----- DATA SUPPLIED -----
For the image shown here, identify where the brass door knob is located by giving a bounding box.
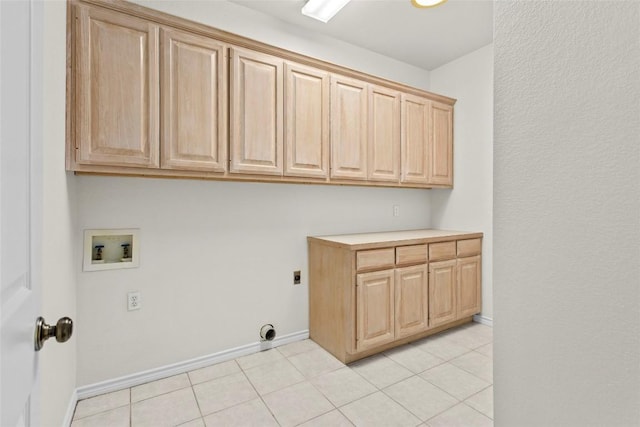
[34,316,73,351]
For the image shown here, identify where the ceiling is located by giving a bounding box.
[229,0,493,70]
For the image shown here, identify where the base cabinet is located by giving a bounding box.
[457,255,482,316]
[429,259,458,326]
[308,230,482,363]
[356,270,395,351]
[395,264,429,338]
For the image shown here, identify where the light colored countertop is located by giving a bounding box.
[307,228,482,250]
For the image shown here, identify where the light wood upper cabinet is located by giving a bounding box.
[428,102,453,186]
[284,62,330,178]
[401,94,430,184]
[161,29,228,172]
[457,255,482,317]
[66,0,455,188]
[429,259,457,327]
[331,75,367,180]
[395,264,429,339]
[229,47,284,175]
[356,270,395,351]
[367,85,400,182]
[73,7,159,168]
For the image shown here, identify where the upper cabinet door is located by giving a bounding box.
[356,270,395,351]
[284,62,329,178]
[331,75,367,180]
[161,29,227,172]
[75,6,159,168]
[429,102,453,186]
[402,94,430,184]
[230,47,284,175]
[367,86,400,182]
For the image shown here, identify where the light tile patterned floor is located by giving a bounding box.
[71,323,493,427]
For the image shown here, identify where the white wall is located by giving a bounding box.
[77,1,430,386]
[494,1,640,427]
[39,1,79,426]
[431,45,493,319]
[133,0,429,90]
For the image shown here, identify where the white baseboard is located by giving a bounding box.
[473,314,493,328]
[62,390,78,426]
[71,329,309,402]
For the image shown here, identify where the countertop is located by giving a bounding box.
[307,228,482,250]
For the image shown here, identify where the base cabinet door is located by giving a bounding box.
[429,259,457,328]
[395,265,429,338]
[457,255,482,317]
[356,270,395,351]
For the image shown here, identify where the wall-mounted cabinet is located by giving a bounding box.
[230,47,284,175]
[74,7,160,168]
[308,230,482,363]
[67,0,455,188]
[284,62,330,179]
[160,28,227,172]
[331,75,367,180]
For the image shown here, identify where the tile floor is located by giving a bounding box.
[71,323,493,427]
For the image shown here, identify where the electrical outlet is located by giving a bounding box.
[127,291,142,311]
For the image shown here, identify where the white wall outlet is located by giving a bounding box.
[127,291,142,311]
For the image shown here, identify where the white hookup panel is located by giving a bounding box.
[127,291,142,311]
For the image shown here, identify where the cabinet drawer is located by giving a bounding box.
[458,239,482,257]
[429,242,456,261]
[356,248,395,271]
[396,245,427,265]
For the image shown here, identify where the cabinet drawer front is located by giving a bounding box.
[356,248,395,271]
[458,239,482,257]
[396,245,427,265]
[429,242,456,261]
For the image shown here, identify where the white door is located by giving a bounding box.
[0,0,43,427]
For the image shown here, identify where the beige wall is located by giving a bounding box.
[493,1,640,427]
[431,45,493,320]
[75,1,430,386]
[39,1,78,427]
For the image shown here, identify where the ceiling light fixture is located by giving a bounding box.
[411,0,447,8]
[302,0,352,24]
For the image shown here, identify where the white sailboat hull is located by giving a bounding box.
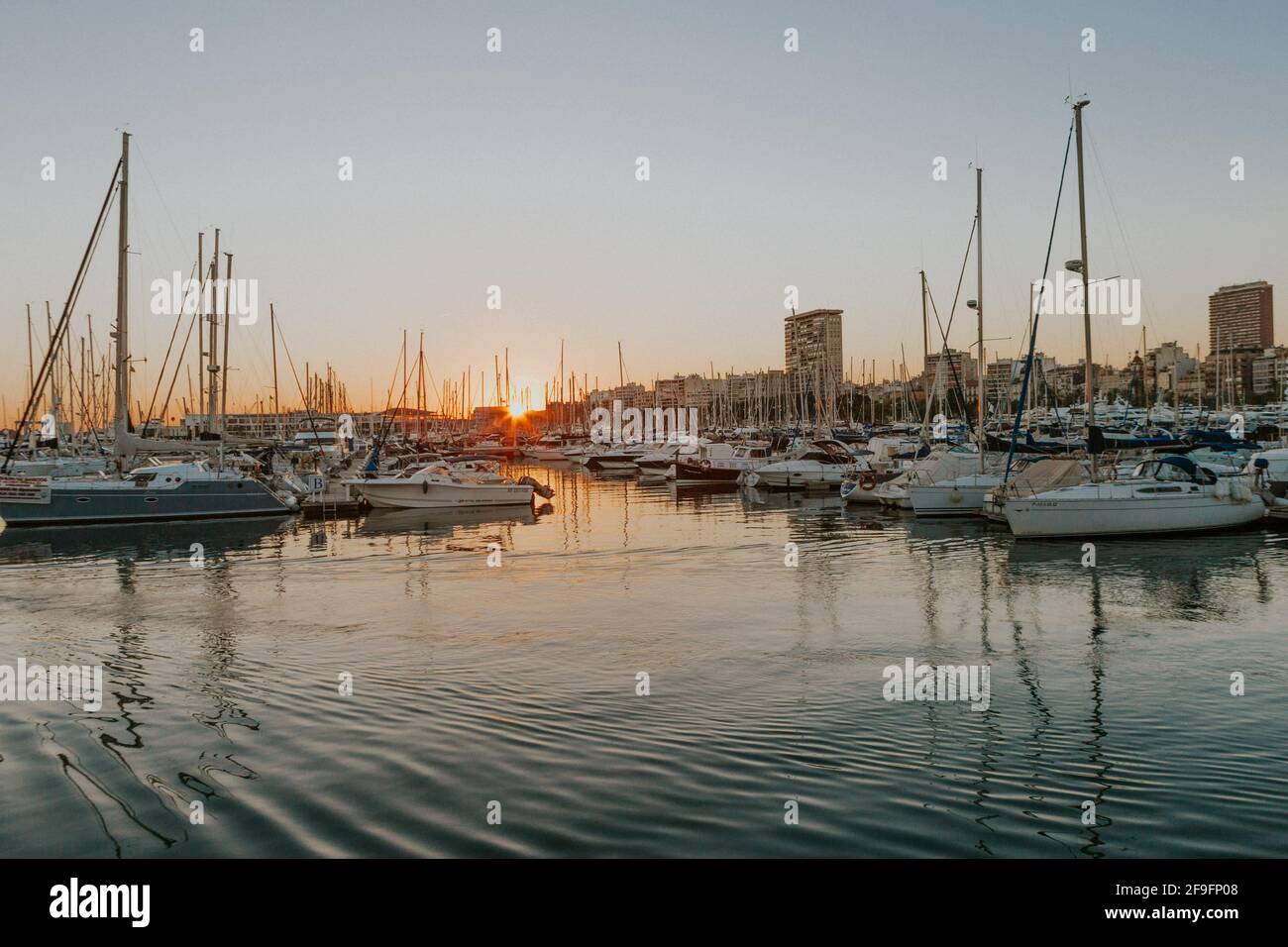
[356,480,532,510]
[1006,487,1266,536]
[909,474,1002,517]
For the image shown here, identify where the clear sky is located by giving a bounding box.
[0,0,1288,417]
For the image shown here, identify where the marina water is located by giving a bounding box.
[0,466,1288,858]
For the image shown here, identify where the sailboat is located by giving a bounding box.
[1005,99,1266,537]
[907,167,1002,517]
[0,133,293,528]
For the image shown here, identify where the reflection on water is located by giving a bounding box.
[0,467,1288,857]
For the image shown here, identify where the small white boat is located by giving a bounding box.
[909,473,1002,517]
[1006,455,1266,536]
[742,438,867,489]
[343,464,549,509]
[666,443,780,487]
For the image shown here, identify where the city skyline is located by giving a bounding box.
[0,4,1288,415]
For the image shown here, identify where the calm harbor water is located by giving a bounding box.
[0,466,1288,858]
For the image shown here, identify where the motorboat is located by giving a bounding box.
[0,460,297,527]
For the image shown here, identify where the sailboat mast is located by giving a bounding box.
[206,227,219,434]
[1073,99,1096,475]
[975,167,986,473]
[113,132,132,472]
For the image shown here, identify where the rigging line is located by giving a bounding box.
[1087,130,1154,327]
[1002,120,1076,483]
[277,320,335,456]
[132,142,190,270]
[139,261,197,437]
[0,158,125,473]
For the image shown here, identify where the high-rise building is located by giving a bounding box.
[1208,279,1275,352]
[783,309,844,391]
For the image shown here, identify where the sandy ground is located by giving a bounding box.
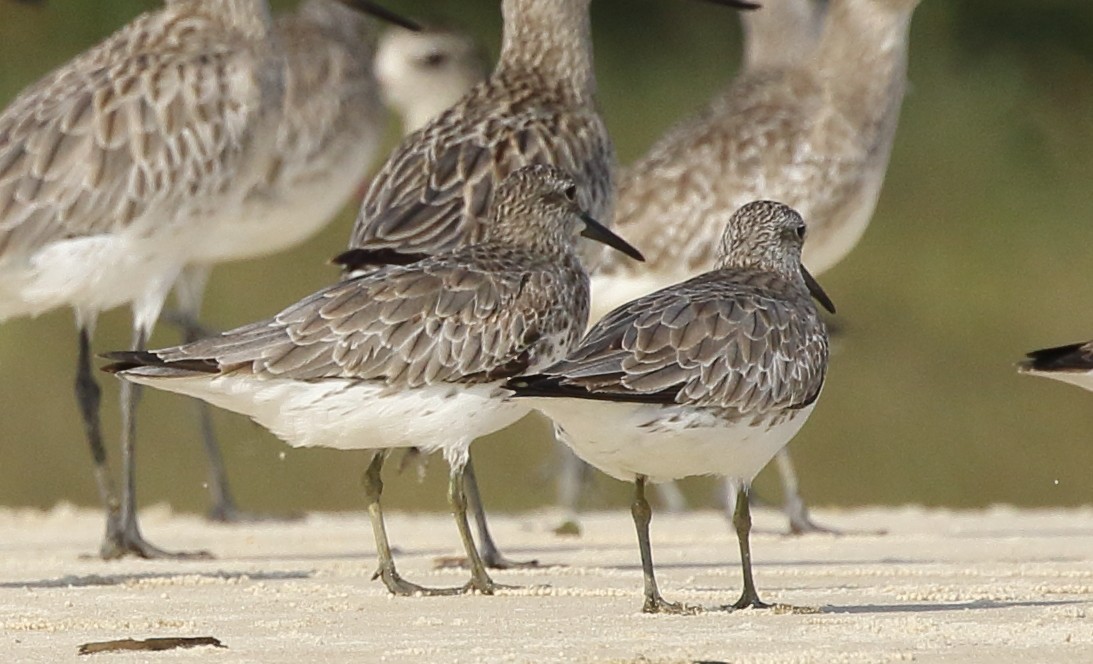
[0,507,1093,663]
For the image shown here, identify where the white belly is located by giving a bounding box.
[0,234,186,325]
[199,140,375,263]
[119,369,530,463]
[521,399,812,483]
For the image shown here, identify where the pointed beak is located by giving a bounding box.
[690,0,763,11]
[340,0,422,33]
[580,214,645,263]
[801,265,835,313]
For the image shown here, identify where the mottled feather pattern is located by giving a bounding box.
[266,0,383,188]
[600,0,917,274]
[148,242,588,389]
[350,71,614,253]
[522,270,827,415]
[0,3,280,261]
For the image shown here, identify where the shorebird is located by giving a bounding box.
[1018,341,1093,390]
[592,0,918,532]
[0,0,281,558]
[0,0,415,558]
[505,201,834,613]
[374,27,487,134]
[176,0,412,521]
[107,166,640,594]
[336,0,755,567]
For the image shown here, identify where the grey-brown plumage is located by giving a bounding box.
[341,0,615,266]
[108,166,639,594]
[595,0,918,299]
[592,0,918,533]
[375,26,489,134]
[176,0,391,521]
[506,201,830,612]
[0,0,282,557]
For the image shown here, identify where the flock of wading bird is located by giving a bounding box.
[8,0,1079,612]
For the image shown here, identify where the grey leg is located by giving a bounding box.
[75,325,121,550]
[653,482,686,512]
[731,485,771,608]
[448,466,503,595]
[363,451,461,596]
[174,265,258,523]
[102,329,212,558]
[630,475,694,614]
[463,457,539,569]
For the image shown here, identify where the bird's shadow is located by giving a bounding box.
[0,571,315,589]
[820,600,1084,615]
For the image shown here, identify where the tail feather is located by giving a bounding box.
[101,351,221,376]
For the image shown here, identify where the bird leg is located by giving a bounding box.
[99,327,212,559]
[362,451,462,596]
[448,465,505,595]
[630,475,695,614]
[726,484,771,609]
[437,457,539,569]
[75,324,121,550]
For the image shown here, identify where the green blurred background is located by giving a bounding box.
[0,0,1093,511]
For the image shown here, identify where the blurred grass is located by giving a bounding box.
[0,0,1093,510]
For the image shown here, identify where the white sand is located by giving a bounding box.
[0,508,1093,664]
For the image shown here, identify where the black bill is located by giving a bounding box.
[580,214,645,263]
[690,0,760,10]
[801,265,835,313]
[339,0,422,33]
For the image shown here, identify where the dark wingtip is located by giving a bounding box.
[99,351,221,375]
[99,351,164,374]
[690,0,763,12]
[1018,343,1093,371]
[330,249,428,272]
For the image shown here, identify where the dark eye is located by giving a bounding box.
[421,51,448,67]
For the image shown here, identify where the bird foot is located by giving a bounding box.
[372,568,463,597]
[433,552,543,569]
[642,595,702,616]
[553,519,580,537]
[98,532,213,560]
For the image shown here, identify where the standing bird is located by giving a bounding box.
[592,0,919,533]
[1018,341,1093,390]
[107,166,640,594]
[374,27,489,134]
[505,201,834,613]
[336,0,754,567]
[176,0,402,521]
[0,0,282,558]
[339,0,615,568]
[0,0,417,558]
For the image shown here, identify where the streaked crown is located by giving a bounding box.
[717,201,806,276]
[483,165,584,249]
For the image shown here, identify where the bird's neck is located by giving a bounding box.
[500,0,596,100]
[814,0,915,131]
[167,0,272,39]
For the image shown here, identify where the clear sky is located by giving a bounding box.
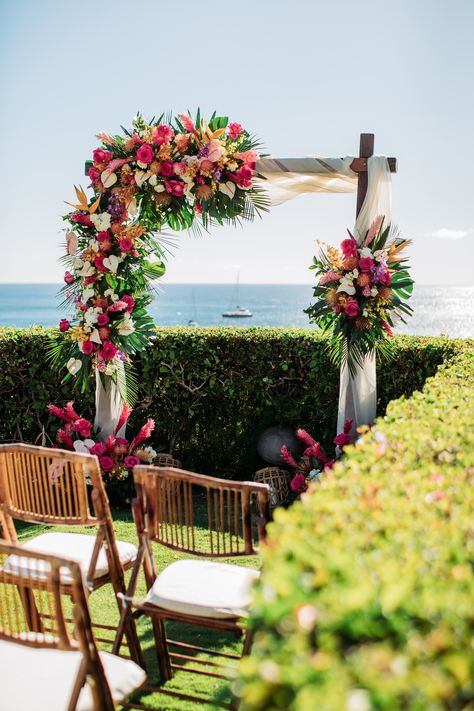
[0,0,474,285]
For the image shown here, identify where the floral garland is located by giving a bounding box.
[50,112,267,400]
[306,216,413,374]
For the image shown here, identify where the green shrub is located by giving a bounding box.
[0,327,460,479]
[235,341,474,711]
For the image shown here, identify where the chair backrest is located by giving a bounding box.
[0,443,105,525]
[0,541,114,711]
[133,465,269,558]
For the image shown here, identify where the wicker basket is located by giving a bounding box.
[153,452,181,469]
[253,467,290,506]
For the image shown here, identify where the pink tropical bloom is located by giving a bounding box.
[229,123,244,141]
[137,143,155,165]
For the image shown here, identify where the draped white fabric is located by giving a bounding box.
[257,156,392,432]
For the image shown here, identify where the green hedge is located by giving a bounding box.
[239,341,474,711]
[0,327,460,478]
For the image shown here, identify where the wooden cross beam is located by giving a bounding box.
[351,133,397,217]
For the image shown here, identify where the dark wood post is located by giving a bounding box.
[356,133,374,217]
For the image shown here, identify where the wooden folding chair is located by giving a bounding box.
[114,466,269,703]
[0,542,146,711]
[0,444,144,666]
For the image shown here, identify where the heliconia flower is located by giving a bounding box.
[281,444,298,469]
[130,420,155,450]
[114,402,132,436]
[362,215,384,247]
[296,428,316,447]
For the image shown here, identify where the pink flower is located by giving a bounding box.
[359,257,374,272]
[119,237,133,252]
[92,148,112,163]
[161,160,174,178]
[290,474,308,494]
[81,341,94,355]
[153,124,174,146]
[137,143,155,165]
[99,457,114,472]
[89,442,107,457]
[334,432,352,447]
[341,237,357,259]
[72,417,92,437]
[123,455,141,469]
[165,180,184,197]
[120,294,135,314]
[101,341,117,360]
[229,123,244,141]
[281,444,298,469]
[319,271,342,286]
[344,299,360,317]
[97,314,110,326]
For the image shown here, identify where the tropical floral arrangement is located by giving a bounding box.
[48,402,156,481]
[281,420,353,494]
[50,112,267,401]
[306,216,413,373]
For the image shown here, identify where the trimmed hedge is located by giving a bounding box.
[239,341,474,711]
[0,327,462,479]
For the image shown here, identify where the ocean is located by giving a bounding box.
[0,284,474,338]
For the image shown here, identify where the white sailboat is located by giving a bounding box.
[222,272,253,318]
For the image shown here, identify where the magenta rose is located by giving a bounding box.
[97,314,110,326]
[123,455,141,469]
[99,457,114,472]
[120,294,135,314]
[101,341,117,360]
[229,123,244,141]
[92,148,112,163]
[161,160,174,178]
[89,442,107,457]
[344,299,360,316]
[137,143,155,165]
[81,341,94,355]
[341,238,357,259]
[153,124,174,146]
[359,257,374,272]
[119,237,133,252]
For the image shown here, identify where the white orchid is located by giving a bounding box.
[66,358,82,375]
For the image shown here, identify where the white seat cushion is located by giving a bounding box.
[0,640,146,711]
[146,560,259,619]
[4,531,137,583]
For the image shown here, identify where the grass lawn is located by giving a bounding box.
[17,507,260,711]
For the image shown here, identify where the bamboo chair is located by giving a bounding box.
[0,542,146,711]
[114,466,269,708]
[0,443,144,666]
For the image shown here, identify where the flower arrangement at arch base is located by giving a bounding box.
[305,216,413,375]
[50,111,268,401]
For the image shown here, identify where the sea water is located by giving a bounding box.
[0,284,474,338]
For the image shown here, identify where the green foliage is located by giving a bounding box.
[0,327,461,479]
[239,339,474,711]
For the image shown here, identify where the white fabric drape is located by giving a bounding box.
[257,156,392,432]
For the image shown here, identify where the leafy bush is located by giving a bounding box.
[235,341,474,711]
[0,327,460,479]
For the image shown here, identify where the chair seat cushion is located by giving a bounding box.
[146,560,259,619]
[0,640,146,711]
[4,531,137,583]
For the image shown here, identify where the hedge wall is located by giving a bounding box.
[239,341,474,711]
[0,327,460,478]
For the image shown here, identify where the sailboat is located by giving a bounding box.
[222,272,253,318]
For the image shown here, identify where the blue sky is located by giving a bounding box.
[0,0,474,285]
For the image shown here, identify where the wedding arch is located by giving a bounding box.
[51,112,412,440]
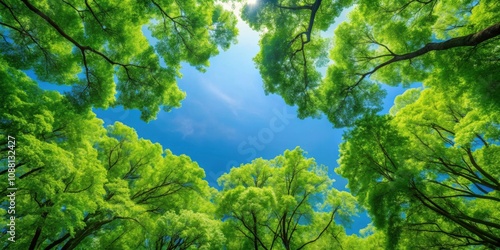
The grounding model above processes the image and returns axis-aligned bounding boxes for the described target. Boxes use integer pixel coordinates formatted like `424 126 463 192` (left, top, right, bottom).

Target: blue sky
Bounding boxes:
90 14 403 234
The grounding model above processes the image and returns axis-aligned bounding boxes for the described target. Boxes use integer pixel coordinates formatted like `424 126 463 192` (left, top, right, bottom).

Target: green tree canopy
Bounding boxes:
0 64 225 249
338 89 500 248
233 0 500 127
216 147 357 249
0 0 237 121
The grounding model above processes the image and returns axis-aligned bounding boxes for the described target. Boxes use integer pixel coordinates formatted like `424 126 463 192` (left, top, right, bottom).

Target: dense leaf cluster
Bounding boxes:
0 0 500 249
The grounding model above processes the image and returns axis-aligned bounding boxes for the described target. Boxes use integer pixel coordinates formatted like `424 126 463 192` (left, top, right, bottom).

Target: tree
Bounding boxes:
234 0 500 127
0 64 224 249
0 0 237 121
337 88 500 248
216 147 356 249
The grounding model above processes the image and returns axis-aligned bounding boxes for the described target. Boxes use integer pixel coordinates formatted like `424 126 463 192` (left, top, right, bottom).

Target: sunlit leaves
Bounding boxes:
338 89 500 247
0 0 237 121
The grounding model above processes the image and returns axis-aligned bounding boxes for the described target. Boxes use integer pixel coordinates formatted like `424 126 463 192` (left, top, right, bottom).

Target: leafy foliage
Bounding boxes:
217 147 357 249
338 89 500 248
0 0 237 121
233 0 500 127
-----
Copy out the stretch of the items from the line containing "For the image shown here, identify where the calm" through the line containing "[0,507,1093,663]", both ends included, leaving out the pictures.

For the image shown here, identify where the calm harbor water is located by giving a bounding box.
[0,466,1288,858]
For the image shown here, identify where the motorboat is located by giving a bounding box.
[0,460,297,527]
For the image shown here, identify where the sailboat mast is located by giving a bounding box.
[206,227,219,434]
[1073,99,1096,475]
[975,167,986,473]
[113,132,132,472]
For the image shown here, identify where the rigging line is located by giving a bounding box.
[1087,130,1154,327]
[1002,120,1076,483]
[277,320,335,456]
[132,142,190,270]
[139,261,197,437]
[0,158,125,473]
For the image shown here, identify where the high-rise building is located by giving a bounding box.
[1208,279,1275,352]
[783,309,844,391]
For the image shown here, identify where the sandy ground is located by giving a bounding box.
[0,507,1093,663]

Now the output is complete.